#### DO THIS:
Write all the items below as a two-column CSV with the columns instruction and points. Each item gets one row, with its text under instruction and its answer under points. Put each field in double quotes, replace line breaks with spaces, and leave out the pictures.

#### THE INPUT:

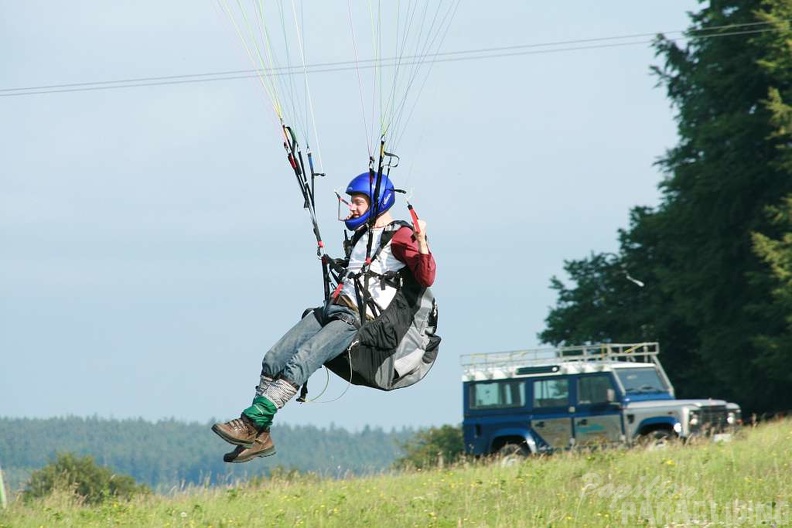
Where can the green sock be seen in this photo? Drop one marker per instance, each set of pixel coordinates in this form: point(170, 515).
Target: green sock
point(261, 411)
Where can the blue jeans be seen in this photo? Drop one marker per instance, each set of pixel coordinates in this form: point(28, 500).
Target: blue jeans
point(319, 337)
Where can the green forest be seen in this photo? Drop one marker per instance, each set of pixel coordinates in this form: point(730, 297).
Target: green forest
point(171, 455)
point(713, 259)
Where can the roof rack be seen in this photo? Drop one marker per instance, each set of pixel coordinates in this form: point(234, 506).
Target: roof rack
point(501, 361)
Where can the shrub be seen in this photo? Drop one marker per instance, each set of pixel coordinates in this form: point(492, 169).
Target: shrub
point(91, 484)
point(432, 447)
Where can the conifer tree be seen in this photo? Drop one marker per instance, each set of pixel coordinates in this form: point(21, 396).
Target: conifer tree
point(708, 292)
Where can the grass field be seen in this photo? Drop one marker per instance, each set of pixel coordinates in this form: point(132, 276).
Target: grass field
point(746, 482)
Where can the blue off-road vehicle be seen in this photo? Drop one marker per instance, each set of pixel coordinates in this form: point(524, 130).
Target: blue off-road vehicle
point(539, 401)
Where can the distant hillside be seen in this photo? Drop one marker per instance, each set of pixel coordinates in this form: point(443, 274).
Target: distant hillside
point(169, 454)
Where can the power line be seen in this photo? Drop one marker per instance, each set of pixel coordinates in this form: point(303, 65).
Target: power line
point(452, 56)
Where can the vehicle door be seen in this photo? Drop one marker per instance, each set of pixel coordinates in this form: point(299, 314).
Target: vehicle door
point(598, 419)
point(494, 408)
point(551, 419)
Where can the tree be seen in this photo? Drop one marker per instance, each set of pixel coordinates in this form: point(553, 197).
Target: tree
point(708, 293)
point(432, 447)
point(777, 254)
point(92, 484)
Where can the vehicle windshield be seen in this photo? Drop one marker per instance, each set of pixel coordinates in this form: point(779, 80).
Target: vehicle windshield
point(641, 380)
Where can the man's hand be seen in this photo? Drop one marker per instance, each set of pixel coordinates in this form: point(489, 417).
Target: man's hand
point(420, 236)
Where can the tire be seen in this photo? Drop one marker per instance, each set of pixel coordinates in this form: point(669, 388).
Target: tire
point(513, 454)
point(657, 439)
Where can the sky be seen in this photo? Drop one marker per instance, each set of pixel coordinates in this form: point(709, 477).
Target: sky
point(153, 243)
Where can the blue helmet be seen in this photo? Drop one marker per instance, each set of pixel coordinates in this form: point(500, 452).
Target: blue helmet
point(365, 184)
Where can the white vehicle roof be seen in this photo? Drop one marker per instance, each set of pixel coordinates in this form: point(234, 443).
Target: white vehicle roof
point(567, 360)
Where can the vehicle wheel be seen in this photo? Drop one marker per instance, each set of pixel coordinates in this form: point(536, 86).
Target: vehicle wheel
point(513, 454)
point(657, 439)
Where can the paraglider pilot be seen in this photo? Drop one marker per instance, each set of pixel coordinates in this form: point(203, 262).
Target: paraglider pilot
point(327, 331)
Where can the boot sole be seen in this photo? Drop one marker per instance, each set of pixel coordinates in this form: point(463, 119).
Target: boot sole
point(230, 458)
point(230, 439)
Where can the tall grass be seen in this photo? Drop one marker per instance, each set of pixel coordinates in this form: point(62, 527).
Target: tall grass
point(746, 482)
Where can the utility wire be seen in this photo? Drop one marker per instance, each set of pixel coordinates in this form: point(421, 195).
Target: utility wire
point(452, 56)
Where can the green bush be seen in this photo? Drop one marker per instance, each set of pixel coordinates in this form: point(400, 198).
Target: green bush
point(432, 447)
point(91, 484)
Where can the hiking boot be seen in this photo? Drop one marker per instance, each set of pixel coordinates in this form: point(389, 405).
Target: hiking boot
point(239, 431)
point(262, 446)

#### SOLUTION TO THE PROBLEM:
instruction,points
"Where can the green sock be seen in this photo? Drop one marker per instance, each set of pixel coordinates in this form: point(170, 515). Target: green sock","point(261, 411)"
"Where can the blue jeans be seen in this photo? Drop one marker per instance, each set of pixel coordinates in this form: point(28, 500). Target: blue jeans","point(319, 337)"
"Where can the green forest be seen in this photo? Drop one marker per instance, each set of pixel coordinates in this form: point(730, 297). Target: green forest","point(171, 455) point(713, 259)"
"Where can the roof rack be seen in this photo? Drop one marker per instance, each set of pixel coordinates in this form: point(234, 506). Target: roof rack","point(501, 361)"
"Where can the shrub be seen in this photo? Drop one marker per instance, each set of pixel coordinates in this form: point(492, 169). Target: shrub","point(91, 484) point(432, 447)"
"Where can the conifer tree be seen in this photo? Drop one marker per instance, each set of pixel coordinates in this form: point(21, 396). Target: conifer tree","point(708, 292)"
"Where can the grass field be seen in this photo? Drop one marker per instance, each set of pixel coordinates in this form: point(132, 276). Target: grass field","point(746, 482)"
"Where can the blue off-road vehicle be seen in this photo? Drop one marker per instance, each set of pixel coordinates in this form: point(524, 130). Target: blue off-road vehicle","point(539, 401)"
"Where can the distant hillside be seen in this photo? Drop one marker per instance, each set of pixel coordinates in this form: point(443, 274). Target: distant hillside","point(169, 454)"
"Where can the power line be seen in this photo? Drop one marker per instance, each set of pixel coordinates in this form: point(303, 65). Target: power line","point(452, 56)"
"Where can the vehicle door be seen in this photo? Drop one marker per instance, each set of pixel coordinates in this form: point(299, 314). Target: vehicle door","point(598, 419) point(494, 408) point(551, 419)"
"Where can the tree be seen in this photo? Drop one marker per instance, each set of pixel coordinates in this form: point(553, 197). Target: tree","point(708, 293) point(432, 447) point(777, 254) point(92, 484)"
"Where can the vehicle windshield be seen in this photo? Drop one marker per instance, each set of pixel coordinates in this form: point(779, 80). Target: vehicle windshield","point(641, 380)"
"Where can the man's hand be seen in this photo? Drop one marker per instance, each set of pixel coordinates in this form: point(489, 417). Target: man's hand","point(420, 236)"
"Where can the tire be seen in this photo? Drop one marker per instance, each set of pixel coordinates in this form: point(669, 388). Target: tire","point(513, 454) point(657, 439)"
"Where can the sky be seen in this photo? Drop one marker per instance, each set of pixel coordinates in this form: point(709, 477). Target: sky","point(153, 243)"
"Where can the blue helmet be seen in this photo? Drop one marker per instance, each set of pixel coordinates in this form: point(500, 452). Target: blue helmet","point(365, 184)"
"Where can the white vehicle roof be seen in this photo? Drop one marker per instance, each set of pixel coordinates in this form: point(234, 443). Target: white vehicle roof","point(567, 360)"
"Where can the vehicle wheel be seen in this photo? Drop one marker per instance, each set of pixel coordinates in this form: point(536, 86). Target: vehicle wheel","point(513, 454) point(657, 439)"
"Where can the paraglider pilot be seen in this photo? Drop one marker per instance, each set of pixel coordinates in this form: point(203, 262). Target: paraglider pilot","point(327, 331)"
"Where can the boot sole be seen in this photo? Drop one marker per instance, each set of pixel coordinates in this form: point(463, 119). Target: boot sole","point(230, 458) point(230, 439)"
"Where can the tall grass be seen in this photo? Drop one marker per instance, each set of pixel coordinates in this form: point(62, 527). Target: tall grass","point(746, 482)"
"Where can the utility wire be seen in this photo? Drop one marker per instance, each set of pixel coordinates in this form: point(421, 195). Target: utility wire","point(452, 56)"
"Where can the green bush be seen in this photo? Drop one marker per instance, each set of pixel coordinates in this form: point(400, 198). Target: green bush","point(432, 447) point(91, 484)"
"Where can the hiking boot be seen in this photo? Drop one marker per instance, each set of pixel coordinates in this form: point(389, 405). Target: hiking boot","point(239, 431) point(262, 446)"